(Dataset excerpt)
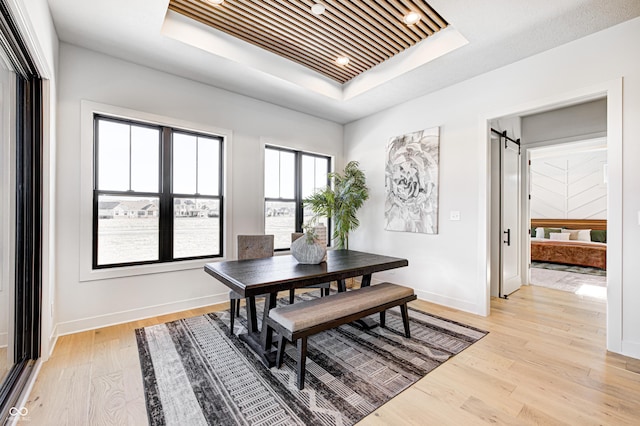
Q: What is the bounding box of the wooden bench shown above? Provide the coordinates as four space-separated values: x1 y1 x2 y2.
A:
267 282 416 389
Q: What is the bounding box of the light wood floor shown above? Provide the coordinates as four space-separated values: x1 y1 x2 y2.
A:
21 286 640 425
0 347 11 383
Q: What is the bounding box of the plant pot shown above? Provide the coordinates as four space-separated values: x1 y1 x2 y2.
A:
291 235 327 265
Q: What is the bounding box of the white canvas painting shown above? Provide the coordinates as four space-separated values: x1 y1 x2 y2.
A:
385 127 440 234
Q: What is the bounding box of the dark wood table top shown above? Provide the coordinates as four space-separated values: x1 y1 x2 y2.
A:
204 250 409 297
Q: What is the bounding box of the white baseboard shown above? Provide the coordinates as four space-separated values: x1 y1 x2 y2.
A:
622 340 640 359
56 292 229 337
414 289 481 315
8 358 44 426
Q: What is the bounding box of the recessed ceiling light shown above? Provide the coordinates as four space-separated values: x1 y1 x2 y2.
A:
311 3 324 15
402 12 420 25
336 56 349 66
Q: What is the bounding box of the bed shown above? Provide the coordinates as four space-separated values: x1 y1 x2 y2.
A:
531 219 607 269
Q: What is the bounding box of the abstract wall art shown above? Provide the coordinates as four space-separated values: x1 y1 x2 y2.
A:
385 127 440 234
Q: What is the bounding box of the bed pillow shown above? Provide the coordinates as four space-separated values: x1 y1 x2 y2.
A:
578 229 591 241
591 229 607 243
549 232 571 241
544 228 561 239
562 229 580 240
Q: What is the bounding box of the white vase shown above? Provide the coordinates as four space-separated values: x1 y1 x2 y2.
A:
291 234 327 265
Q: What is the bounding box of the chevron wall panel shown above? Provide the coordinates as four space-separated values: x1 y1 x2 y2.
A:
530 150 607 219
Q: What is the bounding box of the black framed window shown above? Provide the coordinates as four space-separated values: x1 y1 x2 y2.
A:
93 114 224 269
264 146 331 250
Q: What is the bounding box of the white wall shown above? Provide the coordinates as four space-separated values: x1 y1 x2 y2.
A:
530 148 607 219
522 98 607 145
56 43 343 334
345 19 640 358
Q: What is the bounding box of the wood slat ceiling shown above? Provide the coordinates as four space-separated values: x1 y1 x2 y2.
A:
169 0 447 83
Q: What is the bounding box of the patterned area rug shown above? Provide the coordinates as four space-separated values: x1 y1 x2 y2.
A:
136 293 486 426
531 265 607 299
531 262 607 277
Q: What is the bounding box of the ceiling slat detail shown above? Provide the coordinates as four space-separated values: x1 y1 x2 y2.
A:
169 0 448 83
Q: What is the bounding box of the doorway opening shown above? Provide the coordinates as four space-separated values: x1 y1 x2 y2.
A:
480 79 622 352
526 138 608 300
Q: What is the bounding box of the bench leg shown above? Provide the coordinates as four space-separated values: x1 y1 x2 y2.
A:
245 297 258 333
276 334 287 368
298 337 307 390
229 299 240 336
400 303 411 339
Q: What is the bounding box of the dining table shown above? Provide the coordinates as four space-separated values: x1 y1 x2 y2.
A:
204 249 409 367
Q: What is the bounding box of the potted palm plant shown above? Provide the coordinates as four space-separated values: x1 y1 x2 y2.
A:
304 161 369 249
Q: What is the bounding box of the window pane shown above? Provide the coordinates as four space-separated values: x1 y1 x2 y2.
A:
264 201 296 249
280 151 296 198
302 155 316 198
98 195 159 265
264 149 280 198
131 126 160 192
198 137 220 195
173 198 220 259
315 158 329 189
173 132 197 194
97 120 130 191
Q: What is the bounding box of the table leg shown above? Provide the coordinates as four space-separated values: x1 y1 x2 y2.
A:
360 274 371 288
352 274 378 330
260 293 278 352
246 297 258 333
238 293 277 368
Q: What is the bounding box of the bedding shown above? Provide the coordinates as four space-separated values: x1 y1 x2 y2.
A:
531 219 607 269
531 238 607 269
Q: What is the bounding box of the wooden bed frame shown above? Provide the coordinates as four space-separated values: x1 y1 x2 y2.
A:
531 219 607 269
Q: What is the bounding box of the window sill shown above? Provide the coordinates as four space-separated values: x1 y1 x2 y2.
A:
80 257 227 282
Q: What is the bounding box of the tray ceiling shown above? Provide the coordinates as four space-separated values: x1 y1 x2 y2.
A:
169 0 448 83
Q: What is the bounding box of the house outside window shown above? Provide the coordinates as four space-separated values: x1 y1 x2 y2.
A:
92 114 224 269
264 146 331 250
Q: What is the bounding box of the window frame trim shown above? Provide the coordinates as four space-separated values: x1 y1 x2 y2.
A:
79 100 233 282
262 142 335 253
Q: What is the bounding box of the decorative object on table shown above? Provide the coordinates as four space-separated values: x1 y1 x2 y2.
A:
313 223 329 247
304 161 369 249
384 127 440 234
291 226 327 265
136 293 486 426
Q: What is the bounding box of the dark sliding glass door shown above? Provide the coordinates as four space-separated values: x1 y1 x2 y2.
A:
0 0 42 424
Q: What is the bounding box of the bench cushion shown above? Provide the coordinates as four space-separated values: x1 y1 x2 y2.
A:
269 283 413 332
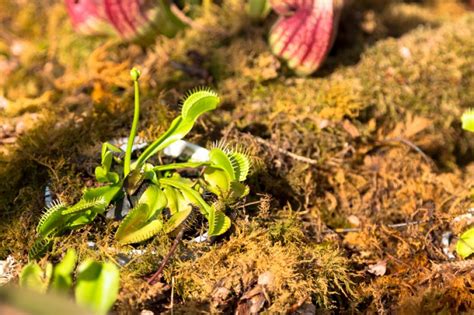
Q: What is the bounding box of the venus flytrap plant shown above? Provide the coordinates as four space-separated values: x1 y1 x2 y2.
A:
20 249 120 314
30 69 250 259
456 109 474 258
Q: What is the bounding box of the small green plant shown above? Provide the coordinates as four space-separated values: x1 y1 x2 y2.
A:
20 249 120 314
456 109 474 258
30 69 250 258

* * *

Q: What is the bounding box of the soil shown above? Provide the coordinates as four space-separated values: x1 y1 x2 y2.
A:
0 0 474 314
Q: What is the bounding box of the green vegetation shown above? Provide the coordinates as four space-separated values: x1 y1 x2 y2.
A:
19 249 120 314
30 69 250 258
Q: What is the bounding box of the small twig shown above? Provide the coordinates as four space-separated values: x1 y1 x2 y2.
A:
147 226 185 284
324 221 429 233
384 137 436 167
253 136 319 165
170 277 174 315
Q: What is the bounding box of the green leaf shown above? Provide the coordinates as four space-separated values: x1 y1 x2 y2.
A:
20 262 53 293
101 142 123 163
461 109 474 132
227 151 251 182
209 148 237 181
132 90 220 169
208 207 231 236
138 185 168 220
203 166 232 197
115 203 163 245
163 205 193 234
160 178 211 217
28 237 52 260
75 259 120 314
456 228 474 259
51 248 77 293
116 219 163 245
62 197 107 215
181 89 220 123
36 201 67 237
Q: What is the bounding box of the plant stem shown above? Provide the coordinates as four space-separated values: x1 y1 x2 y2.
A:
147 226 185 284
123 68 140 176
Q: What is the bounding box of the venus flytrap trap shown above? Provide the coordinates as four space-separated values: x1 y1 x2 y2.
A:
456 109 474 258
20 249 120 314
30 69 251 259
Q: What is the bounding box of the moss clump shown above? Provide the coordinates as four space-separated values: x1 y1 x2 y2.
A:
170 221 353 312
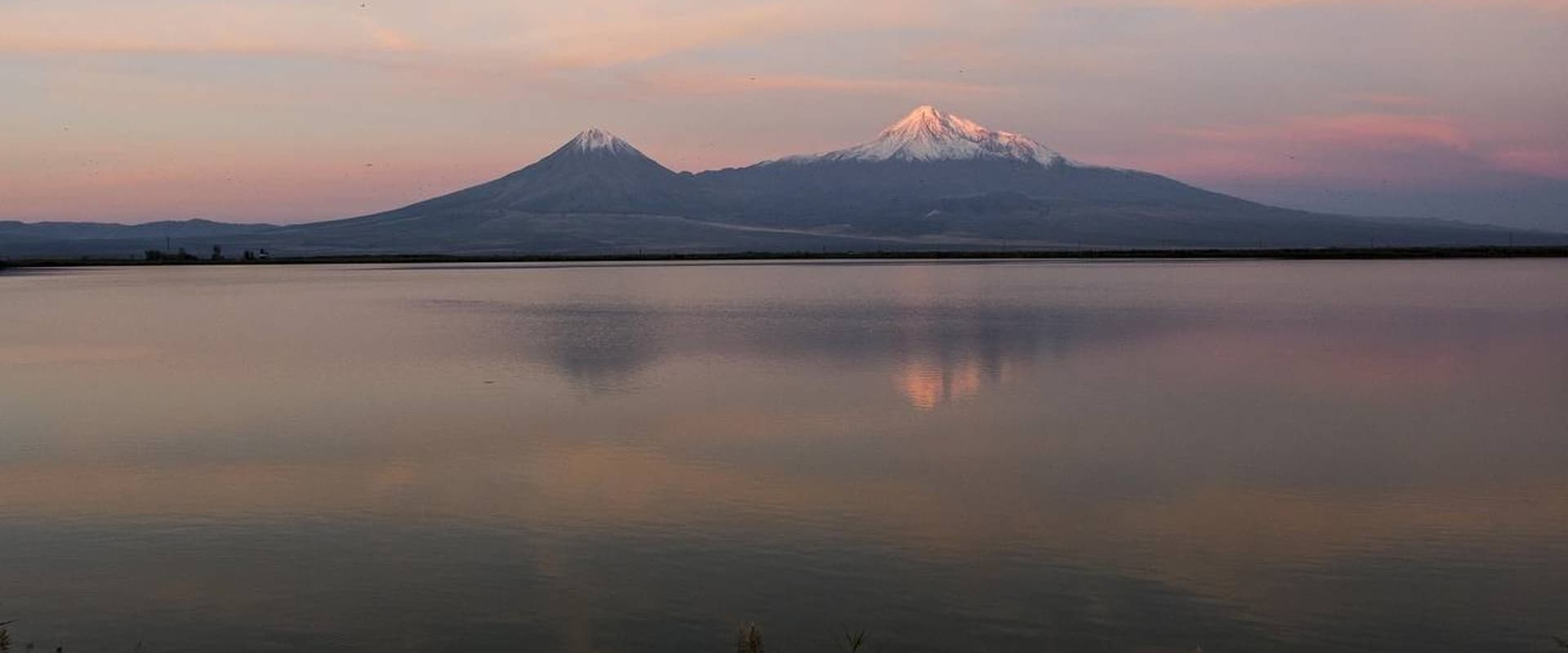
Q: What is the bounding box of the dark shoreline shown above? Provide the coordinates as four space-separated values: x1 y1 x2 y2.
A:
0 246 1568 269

**Problem details**
Rewrite the data from the line containing "Q: What is the bounding box of the ceiling" through the line containing "400 303 411 339", inclusive, with "bench leg" replaced by "table leg" and nothing else changed.

**Result**
Q: What is the bounding box of the ceiling slat detail shown above? Provide the coordinates as four space-separated values: x1 y1 x2 y2.
A:
169 0 448 83
Q: What is the bounding box of the doorway opening shown above? Provide the coordinates as four space-separated values: x1 y1 x2 y2.
A:
480 79 622 352
526 138 608 300
Q: What is the bounding box of the table leg shown above? Provide the coordinates as four space-separated values: x1 y1 x2 y2.
A:
245 297 258 333
276 334 287 368
298 337 307 390
229 299 240 336
400 303 411 339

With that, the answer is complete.